The data: Begin

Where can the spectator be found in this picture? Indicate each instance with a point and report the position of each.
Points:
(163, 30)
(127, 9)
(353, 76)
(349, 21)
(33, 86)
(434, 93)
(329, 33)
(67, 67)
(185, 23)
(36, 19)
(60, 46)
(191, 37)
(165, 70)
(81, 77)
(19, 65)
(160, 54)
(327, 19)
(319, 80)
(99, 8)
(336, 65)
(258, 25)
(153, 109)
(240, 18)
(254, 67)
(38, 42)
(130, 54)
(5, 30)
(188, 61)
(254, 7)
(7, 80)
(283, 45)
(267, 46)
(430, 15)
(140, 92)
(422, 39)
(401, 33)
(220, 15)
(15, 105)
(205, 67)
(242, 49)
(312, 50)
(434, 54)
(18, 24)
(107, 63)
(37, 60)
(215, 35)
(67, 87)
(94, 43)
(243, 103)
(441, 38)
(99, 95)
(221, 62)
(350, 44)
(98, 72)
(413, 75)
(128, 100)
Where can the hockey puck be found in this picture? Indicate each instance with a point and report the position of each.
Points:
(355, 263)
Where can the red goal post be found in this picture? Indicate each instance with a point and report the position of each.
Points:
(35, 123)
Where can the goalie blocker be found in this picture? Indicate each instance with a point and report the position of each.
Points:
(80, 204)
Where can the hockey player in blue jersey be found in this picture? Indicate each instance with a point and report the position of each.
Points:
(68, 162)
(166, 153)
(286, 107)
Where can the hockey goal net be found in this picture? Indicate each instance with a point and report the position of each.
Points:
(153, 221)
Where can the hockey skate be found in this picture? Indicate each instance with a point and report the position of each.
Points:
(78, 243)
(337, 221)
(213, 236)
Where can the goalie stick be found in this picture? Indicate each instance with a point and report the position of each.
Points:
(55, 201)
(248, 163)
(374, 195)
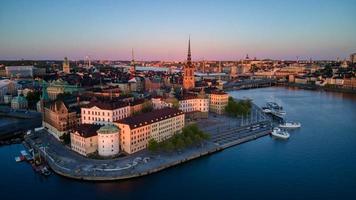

The data: End

The data above must be given again in full and unaltered, minus its images.

Result for this task:
Where can the spectator be found in this picture? Indicate each instance with a point and report the position of each.
Points:
(163, 30)
(127, 9)
(353, 76)
(349, 21)
(33, 86)
(434, 93)
(329, 33)
(67, 67)
(185, 23)
(36, 19)
(60, 46)
(191, 37)
(165, 70)
(81, 77)
(19, 65)
(160, 54)
(327, 19)
(319, 80)
(99, 8)
(336, 65)
(258, 25)
(153, 109)
(240, 18)
(254, 67)
(38, 42)
(130, 54)
(5, 30)
(188, 61)
(254, 7)
(7, 80)
(283, 45)
(267, 46)
(430, 15)
(140, 92)
(422, 39)
(401, 33)
(220, 15)
(15, 105)
(205, 67)
(242, 49)
(312, 50)
(434, 54)
(18, 24)
(107, 63)
(37, 60)
(215, 35)
(67, 87)
(94, 43)
(243, 103)
(441, 38)
(99, 95)
(221, 62)
(350, 44)
(98, 72)
(413, 75)
(128, 100)
Where can the hockey puck be found in this picture? Indicate each instance with a point and report the position of each.
Points:
(355, 263)
Where can the red goal post be found in this picture? Indicate each instance with a point and report the position of each.
Points:
(35, 123)
Where can the goalie blocker be found in this picture? Indicate each instance with a point and report the position of each.
Points:
(80, 204)
Where can the hockey player in blue jersey be found in this picture? Indicate each instance with a point and report the position of each.
Points:
(68, 162)
(166, 153)
(286, 107)
Where can the hockey goal net be found in this picture? Indicate each instance with a point and report the position of each.
Points:
(153, 221)
Where can the hockey skate be found in this picture? Indicate each instance with a point and report the position of each.
Points:
(78, 243)
(337, 221)
(213, 236)
Where can the goalie stick be found in this picture? Indicate each instance with a point and report the position of each.
Points:
(55, 201)
(248, 163)
(374, 195)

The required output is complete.